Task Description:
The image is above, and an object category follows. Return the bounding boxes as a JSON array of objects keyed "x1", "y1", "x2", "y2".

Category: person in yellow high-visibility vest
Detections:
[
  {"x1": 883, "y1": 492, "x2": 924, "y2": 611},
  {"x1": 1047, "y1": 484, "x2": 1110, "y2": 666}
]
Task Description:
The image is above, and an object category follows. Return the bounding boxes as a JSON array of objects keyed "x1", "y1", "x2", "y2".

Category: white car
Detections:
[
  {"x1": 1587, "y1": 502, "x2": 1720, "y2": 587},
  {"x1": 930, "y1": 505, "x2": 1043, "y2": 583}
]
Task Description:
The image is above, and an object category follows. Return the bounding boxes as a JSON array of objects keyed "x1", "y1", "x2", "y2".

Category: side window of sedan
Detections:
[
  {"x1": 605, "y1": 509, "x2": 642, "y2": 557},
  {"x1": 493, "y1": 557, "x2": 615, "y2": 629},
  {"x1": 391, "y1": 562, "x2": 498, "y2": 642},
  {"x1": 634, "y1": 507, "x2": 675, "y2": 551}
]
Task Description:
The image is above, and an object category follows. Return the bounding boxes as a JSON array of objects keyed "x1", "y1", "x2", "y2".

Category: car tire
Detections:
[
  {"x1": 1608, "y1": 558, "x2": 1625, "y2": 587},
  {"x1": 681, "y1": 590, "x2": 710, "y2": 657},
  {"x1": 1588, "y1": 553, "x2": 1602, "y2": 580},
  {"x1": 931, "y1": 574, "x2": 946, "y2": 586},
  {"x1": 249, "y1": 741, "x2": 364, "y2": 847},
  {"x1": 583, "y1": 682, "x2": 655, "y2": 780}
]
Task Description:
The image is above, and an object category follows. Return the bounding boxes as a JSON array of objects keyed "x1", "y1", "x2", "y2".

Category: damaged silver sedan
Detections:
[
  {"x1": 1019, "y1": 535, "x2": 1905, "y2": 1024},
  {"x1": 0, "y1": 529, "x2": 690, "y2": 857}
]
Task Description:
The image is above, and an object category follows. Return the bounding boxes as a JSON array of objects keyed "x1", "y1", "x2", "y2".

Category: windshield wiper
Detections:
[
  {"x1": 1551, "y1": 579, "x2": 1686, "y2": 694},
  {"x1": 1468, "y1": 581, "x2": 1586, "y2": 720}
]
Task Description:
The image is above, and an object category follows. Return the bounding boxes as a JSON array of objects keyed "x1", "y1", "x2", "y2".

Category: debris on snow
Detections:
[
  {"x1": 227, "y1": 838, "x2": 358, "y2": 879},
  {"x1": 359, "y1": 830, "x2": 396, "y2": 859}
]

-- What to work on --
Every line in the data that holds "sedan" should be copied out.

-- Completed task --
Category: side window of sedan
Category: damaged silver sedan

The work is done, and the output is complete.